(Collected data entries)
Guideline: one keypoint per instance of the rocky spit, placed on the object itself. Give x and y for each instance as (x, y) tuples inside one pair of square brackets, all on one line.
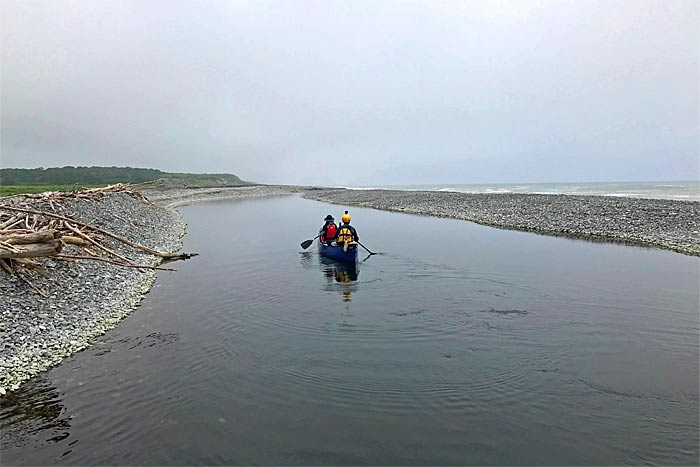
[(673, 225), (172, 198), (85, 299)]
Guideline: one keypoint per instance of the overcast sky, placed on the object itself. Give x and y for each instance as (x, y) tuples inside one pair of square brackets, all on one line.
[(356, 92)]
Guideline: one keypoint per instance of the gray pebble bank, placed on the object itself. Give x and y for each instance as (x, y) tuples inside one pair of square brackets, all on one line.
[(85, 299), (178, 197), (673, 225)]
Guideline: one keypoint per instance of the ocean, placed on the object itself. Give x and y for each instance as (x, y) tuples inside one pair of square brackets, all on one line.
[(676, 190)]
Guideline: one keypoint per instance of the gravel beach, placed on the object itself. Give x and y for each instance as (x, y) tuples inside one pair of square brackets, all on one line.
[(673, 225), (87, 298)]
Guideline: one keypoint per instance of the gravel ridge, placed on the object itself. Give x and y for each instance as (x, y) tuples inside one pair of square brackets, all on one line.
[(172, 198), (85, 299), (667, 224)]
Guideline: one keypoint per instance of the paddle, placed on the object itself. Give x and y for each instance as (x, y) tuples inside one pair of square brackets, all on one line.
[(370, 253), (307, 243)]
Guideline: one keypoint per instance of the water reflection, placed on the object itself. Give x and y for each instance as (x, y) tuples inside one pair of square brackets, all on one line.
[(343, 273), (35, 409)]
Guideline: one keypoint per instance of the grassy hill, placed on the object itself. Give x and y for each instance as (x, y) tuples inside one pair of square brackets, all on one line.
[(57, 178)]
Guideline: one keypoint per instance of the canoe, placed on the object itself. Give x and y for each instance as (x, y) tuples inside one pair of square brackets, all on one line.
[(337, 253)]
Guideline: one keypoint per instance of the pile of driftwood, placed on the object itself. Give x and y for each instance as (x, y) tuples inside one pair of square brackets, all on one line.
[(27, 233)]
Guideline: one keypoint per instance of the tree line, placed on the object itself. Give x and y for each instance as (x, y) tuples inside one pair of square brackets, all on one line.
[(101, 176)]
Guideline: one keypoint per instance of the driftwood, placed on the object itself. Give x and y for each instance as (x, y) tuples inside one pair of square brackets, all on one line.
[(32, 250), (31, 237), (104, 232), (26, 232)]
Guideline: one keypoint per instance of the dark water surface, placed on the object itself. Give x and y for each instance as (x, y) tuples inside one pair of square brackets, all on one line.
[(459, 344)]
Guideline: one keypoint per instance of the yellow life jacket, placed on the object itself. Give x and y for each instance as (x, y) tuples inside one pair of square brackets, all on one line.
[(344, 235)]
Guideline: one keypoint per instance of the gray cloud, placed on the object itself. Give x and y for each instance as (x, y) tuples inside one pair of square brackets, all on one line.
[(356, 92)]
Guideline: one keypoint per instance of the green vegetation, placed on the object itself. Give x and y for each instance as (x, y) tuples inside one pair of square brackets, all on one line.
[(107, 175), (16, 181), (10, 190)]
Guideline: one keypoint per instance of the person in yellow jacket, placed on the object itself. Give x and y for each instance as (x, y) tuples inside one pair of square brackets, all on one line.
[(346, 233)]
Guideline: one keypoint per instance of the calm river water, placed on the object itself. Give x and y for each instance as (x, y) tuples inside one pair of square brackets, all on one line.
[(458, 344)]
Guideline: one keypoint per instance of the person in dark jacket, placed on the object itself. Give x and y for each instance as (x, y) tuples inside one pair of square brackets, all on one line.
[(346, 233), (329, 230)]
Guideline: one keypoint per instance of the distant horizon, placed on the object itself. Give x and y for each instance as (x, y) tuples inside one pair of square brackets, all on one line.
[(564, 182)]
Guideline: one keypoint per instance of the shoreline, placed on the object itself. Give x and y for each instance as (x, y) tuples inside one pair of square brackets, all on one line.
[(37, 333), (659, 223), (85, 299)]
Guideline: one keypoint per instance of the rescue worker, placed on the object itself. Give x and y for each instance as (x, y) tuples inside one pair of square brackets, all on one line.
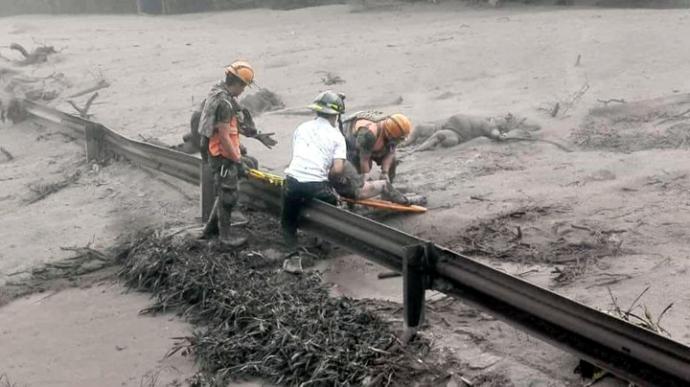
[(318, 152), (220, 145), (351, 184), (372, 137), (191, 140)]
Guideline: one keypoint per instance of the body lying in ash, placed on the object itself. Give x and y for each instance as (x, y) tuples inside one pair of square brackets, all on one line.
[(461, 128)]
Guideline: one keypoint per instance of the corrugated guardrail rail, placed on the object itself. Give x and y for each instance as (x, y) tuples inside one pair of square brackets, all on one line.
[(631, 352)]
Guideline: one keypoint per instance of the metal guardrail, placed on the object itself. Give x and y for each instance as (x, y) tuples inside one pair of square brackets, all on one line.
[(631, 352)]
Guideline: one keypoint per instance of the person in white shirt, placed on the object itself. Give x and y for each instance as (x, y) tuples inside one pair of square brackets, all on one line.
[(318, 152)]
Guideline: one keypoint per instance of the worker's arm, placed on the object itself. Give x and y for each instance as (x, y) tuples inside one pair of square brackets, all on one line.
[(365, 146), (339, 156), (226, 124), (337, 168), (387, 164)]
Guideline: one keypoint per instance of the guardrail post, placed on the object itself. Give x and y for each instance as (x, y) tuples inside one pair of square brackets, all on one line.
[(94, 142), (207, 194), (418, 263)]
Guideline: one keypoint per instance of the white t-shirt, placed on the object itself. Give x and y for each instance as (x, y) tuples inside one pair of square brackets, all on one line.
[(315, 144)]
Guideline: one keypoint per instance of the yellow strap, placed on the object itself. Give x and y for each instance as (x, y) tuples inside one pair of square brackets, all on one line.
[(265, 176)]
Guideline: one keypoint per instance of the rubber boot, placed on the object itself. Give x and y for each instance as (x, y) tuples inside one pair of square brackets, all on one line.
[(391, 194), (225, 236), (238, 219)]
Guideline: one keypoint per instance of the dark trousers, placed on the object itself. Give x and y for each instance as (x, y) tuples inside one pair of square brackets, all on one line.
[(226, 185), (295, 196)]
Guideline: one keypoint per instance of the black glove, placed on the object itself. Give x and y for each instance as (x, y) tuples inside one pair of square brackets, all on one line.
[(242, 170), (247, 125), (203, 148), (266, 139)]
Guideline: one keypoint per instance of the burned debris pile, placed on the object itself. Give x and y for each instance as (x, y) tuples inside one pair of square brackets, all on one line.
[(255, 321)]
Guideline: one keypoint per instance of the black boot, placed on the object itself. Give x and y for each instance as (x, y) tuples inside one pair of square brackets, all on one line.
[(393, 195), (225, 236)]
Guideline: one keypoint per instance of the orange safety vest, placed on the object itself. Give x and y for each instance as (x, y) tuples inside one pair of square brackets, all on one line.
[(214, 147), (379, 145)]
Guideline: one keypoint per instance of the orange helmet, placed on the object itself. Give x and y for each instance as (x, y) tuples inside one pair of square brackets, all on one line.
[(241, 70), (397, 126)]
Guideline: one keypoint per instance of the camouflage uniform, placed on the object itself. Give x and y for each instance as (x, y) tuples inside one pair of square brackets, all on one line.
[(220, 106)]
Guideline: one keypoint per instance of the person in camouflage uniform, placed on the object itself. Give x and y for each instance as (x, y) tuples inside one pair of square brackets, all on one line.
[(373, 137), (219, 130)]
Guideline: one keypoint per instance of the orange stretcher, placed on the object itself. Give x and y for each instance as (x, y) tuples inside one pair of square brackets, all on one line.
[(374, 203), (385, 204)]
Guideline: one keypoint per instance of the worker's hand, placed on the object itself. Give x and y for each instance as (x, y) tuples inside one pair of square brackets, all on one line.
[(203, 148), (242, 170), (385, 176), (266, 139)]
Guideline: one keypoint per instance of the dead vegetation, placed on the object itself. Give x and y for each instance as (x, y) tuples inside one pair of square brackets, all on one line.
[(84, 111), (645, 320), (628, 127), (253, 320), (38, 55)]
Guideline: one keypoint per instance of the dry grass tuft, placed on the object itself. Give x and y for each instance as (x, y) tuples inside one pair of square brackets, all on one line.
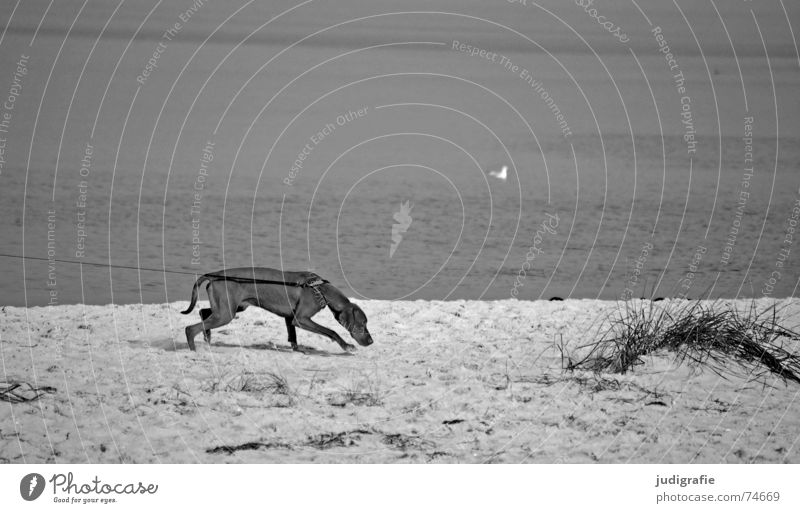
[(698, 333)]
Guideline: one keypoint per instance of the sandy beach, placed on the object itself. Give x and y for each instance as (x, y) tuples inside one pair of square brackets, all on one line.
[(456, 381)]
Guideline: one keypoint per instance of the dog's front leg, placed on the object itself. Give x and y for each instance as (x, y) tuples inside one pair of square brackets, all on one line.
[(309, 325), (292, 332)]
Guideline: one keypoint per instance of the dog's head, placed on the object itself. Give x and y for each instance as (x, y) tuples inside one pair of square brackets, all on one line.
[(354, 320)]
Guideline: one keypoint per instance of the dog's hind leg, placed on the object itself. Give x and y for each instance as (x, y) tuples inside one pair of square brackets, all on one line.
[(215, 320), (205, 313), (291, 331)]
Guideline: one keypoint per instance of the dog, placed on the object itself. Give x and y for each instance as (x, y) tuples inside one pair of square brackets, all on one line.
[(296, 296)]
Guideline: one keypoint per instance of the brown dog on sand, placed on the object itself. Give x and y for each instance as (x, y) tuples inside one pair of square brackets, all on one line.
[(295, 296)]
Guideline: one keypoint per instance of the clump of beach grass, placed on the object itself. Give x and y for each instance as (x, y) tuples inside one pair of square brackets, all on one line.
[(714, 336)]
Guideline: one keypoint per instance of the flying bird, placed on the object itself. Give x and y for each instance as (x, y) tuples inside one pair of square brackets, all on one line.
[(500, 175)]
---
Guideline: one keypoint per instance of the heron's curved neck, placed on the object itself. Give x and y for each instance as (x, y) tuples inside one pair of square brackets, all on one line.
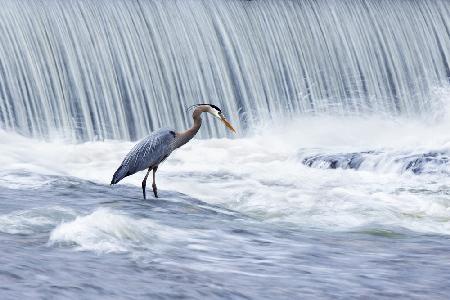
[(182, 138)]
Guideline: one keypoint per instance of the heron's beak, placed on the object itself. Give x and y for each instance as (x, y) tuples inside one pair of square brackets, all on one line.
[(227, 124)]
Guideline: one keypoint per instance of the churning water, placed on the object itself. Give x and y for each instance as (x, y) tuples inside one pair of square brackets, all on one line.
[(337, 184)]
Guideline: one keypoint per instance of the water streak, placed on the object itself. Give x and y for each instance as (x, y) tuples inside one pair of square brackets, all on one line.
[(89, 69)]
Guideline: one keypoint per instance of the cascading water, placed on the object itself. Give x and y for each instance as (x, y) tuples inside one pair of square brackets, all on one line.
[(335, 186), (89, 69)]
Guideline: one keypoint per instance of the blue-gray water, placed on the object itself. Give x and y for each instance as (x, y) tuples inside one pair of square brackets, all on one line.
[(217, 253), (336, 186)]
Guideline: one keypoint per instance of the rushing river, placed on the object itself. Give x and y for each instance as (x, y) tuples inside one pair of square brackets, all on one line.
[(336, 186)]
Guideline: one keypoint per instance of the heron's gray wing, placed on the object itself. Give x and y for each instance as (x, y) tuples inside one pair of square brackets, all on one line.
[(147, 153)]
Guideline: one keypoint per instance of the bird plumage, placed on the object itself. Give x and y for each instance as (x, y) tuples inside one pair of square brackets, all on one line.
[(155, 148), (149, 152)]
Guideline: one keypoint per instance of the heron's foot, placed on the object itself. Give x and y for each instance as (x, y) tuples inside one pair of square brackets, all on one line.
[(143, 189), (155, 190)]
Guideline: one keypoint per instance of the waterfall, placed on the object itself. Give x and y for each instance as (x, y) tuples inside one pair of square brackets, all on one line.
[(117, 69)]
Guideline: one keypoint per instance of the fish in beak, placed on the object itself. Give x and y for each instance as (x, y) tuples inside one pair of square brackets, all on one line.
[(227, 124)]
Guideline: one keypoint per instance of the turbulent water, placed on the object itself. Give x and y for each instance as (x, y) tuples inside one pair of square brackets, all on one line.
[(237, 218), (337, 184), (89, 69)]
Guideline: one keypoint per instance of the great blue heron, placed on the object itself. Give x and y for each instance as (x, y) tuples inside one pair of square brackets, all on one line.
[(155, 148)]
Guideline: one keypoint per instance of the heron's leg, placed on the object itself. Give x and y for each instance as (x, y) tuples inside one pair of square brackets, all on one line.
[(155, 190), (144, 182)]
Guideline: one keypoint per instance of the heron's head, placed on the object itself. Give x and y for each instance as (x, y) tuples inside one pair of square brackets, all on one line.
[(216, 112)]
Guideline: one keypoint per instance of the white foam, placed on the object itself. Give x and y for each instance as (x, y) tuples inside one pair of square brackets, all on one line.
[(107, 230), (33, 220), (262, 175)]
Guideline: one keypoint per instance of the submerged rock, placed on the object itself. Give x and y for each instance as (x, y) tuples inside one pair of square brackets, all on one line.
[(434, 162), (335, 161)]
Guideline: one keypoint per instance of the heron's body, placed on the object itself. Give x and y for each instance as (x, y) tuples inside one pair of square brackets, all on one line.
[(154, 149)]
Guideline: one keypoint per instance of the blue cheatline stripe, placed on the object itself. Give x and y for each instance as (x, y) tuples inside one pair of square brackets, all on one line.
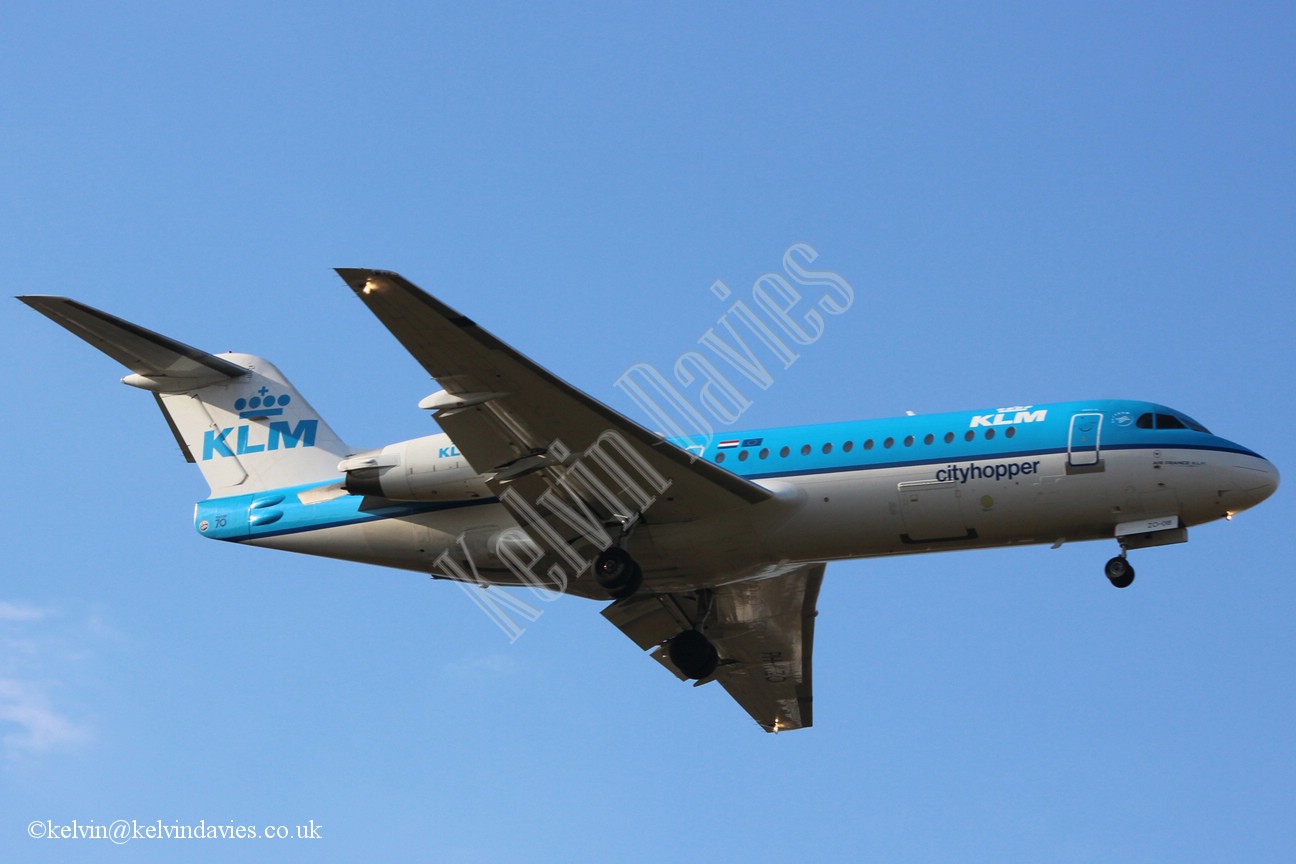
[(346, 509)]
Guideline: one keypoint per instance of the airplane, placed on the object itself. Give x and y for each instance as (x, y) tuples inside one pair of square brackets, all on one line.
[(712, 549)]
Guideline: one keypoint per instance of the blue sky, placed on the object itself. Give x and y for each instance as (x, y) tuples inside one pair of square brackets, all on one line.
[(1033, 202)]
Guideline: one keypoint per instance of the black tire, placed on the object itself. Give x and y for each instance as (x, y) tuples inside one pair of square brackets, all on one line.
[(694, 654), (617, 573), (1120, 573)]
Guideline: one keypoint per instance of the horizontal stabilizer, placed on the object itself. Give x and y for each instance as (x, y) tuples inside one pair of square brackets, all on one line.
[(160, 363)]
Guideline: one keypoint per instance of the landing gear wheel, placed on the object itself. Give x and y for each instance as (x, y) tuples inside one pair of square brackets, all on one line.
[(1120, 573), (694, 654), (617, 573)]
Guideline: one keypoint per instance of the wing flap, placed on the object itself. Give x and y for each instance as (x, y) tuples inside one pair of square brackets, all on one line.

(Your task)
Within the data above, the lines from the one with "Guideline: one keypoint per instance of the blue sky, placed" to the one with "Guideline: one keypoint per instance of the wing" must be repeated exactly; no other line belongs in the answer.

(Exercise solution)
Guideline: one keypoint per instance of the blue sky, placed on the object itself. Give x and y for each instance as (x, y) tuples inside one pair of square brackets, all on one line.
[(1033, 202)]
Guideline: one keypoint per instance of the black tire, placed on the object itself. Give x and y for each instance as (x, y) tuples inside one pair of square brackets, all on one line.
[(694, 654), (617, 573), (1120, 573)]
Guideline: one keypoint per instance of the horizontal stabilizer, placed on the object itself. Give x and y for each instance as (x, y) tuples inside one pair of square brackets, all on one line.
[(160, 363)]
Guideline: one keypoint per instance of the landing gear wheel, placed on the object itself. Give x and y for each instance as (x, y) tuples inside one pair of square brackets, all on one line.
[(1120, 573), (694, 654), (617, 573)]
Guideline: one keypoint per instance of the wing flap, placed on the object itself. Give x and y for each instance as (x, y) tuples inside one pair of square brackets, all on one line.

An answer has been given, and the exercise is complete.